Please quote from the line with "If you would" up to and including the line with "A mask with several" in the records below, and give back only those lines.

- - -

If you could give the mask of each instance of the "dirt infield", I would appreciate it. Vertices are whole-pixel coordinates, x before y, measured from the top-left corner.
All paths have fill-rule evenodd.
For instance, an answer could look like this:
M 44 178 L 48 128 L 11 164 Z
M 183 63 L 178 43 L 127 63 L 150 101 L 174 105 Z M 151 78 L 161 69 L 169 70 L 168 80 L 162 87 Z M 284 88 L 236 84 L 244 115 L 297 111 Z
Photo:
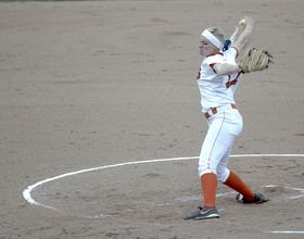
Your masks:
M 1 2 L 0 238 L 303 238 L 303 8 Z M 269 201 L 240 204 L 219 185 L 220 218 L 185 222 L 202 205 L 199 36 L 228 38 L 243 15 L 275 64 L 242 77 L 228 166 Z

- - -

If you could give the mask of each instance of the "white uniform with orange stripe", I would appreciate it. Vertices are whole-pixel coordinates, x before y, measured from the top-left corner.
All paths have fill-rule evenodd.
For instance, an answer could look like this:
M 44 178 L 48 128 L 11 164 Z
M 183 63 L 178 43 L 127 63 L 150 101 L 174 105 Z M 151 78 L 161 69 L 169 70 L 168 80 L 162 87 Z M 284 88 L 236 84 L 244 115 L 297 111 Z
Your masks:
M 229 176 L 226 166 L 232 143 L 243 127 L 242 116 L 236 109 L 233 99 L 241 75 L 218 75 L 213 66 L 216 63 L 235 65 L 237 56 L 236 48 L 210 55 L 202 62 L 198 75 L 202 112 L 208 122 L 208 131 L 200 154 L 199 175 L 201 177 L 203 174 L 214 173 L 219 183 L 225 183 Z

- - -

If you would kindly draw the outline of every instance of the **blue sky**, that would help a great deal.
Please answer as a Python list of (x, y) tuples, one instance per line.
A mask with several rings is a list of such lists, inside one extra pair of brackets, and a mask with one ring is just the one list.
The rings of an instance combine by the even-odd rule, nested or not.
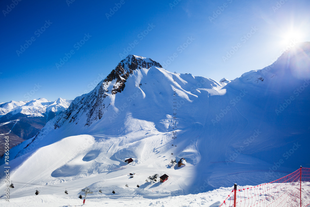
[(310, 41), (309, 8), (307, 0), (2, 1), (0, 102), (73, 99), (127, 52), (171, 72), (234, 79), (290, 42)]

- - -

** Response for this exercise **
If you would kindly draw the outline of every instance of the **blue sky**, that would help a great deal.
Please answer as a Python list of (x, y) tuples, one instance per line.
A mask with several rings is a list of such lists, inside one extra pair of brackets, and a mask with one ring is just the one list.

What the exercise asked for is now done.